### Instructions to follow
Down to the last line, retype the records below exactly and skip the pictures.

### Data listing
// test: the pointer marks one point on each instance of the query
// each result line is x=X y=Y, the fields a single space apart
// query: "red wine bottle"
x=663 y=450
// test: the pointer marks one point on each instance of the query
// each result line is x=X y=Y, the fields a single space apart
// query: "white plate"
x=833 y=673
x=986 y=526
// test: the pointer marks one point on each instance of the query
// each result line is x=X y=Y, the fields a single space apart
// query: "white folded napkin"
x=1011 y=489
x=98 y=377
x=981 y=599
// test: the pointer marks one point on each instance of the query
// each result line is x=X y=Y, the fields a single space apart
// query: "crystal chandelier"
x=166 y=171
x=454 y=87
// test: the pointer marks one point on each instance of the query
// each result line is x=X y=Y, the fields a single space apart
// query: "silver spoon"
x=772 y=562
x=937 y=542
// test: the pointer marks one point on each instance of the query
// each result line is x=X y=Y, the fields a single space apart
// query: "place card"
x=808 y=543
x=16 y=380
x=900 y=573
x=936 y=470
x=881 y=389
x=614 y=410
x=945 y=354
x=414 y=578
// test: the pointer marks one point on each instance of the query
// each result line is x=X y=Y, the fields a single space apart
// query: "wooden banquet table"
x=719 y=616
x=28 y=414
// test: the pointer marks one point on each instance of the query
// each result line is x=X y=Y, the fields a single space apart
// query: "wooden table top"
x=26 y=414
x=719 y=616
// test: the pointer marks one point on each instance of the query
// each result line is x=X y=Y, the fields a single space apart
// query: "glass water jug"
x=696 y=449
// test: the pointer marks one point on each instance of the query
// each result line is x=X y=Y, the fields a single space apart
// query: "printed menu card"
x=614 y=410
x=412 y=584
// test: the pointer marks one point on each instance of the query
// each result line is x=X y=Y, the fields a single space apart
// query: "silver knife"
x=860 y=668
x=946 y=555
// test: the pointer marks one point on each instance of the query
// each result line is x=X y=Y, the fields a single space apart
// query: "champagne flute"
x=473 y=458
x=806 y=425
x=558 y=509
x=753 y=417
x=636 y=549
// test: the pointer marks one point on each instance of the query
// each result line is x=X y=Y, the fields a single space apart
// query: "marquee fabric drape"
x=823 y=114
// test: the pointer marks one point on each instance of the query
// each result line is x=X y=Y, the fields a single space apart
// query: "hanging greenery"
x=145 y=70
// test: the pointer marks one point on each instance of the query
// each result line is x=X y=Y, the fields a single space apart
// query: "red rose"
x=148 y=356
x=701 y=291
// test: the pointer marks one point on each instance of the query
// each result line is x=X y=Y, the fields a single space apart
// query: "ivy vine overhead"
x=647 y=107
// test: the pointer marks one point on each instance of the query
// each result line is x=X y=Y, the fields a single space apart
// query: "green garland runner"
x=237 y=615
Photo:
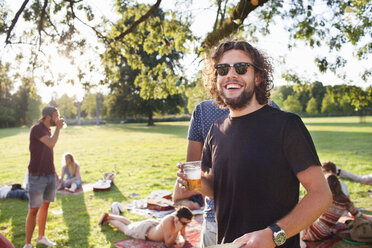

### Exercise output
// test: the pointer marks one point on each instance of the query
// each result line is x=X y=Y, the fields a single space apart
// query: "red wine bottle"
x=663 y=450
// test: the pointer marks one point on each instance of the query
// each result line is x=X y=Y, the fields a single space apart
// query: "white plate"
x=833 y=673
x=986 y=526
// test: the pointer marks one point on each instance of the query
// each result line is x=X y=Y, the fields a single space apart
// query: "white folded napkin"
x=1011 y=489
x=98 y=377
x=981 y=599
// test: the pointer marks one point on each instance of the query
// each result line is x=X y=Y, the fields a single space apart
// query: "crystal chandelier"
x=166 y=171
x=454 y=87
// test: the pointer marks one point on each instance of the query
// each result line is x=X y=Y, the fields a single space apart
// query: "silver spoon"
x=772 y=562
x=937 y=542
// test: the pointer marks one point on each instance of the query
// each result line is x=X y=Y, the fields a single space apart
// query: "place card"
x=808 y=543
x=16 y=380
x=900 y=573
x=936 y=470
x=881 y=389
x=614 y=410
x=945 y=354
x=414 y=578
// test: the pointer marks one point on each instance of the query
// each result line is x=X y=Y, the fields a single space apart
// query: "wooden banquet table"
x=719 y=616
x=28 y=414
// test: the pointer marks one point on each instance of the query
// each result line is x=X y=Y, the fields a single space apart
// query: "wooden table top"
x=26 y=414
x=719 y=616
// test: the pointer marks one point on each instance of the query
// each result line is x=X y=Y, the fields a single space apart
// query: "glass water jug"
x=696 y=449
// test: the pointer marks one point on each instance of the query
// each result line is x=X y=Y, the fields a single space apart
// query: "printed menu card"
x=614 y=410
x=412 y=584
// test: the pointer marks one point on each instance of the query
// each result line is x=X y=Y, the fields a single space apart
// query: "silver knife"
x=860 y=668
x=946 y=555
// test: the pointer marks one point on each instance of the query
// each result line is x=X y=Y, the fields a single space apart
// query: "champagne flute"
x=473 y=458
x=806 y=425
x=558 y=509
x=753 y=417
x=636 y=549
// test: the pointer marks one point on each instance of the query
// each result line is x=X y=Y, the fields a single space apart
// query: "marquee fabric drape"
x=823 y=114
// test: the pointer marks one point on each instance of the query
// each result line is x=X y=Y, the fields a single space apart
// query: "hanging greenery"
x=145 y=70
// test: the pointer marks one point on each instance of the query
// each result line is x=X y=Y, the fields a single space apart
// query: "red rose"
x=148 y=356
x=701 y=291
// test: the pointer marks one point on each instance of the query
// each result line is x=X y=Y, the fields a single space apart
// query: "ivy vine overhead"
x=647 y=107
// test: the pointer marks one point on each instance of the query
// each result line is x=X y=Y, the fields a single space apart
// query: "green garland runner"
x=237 y=615
Photo:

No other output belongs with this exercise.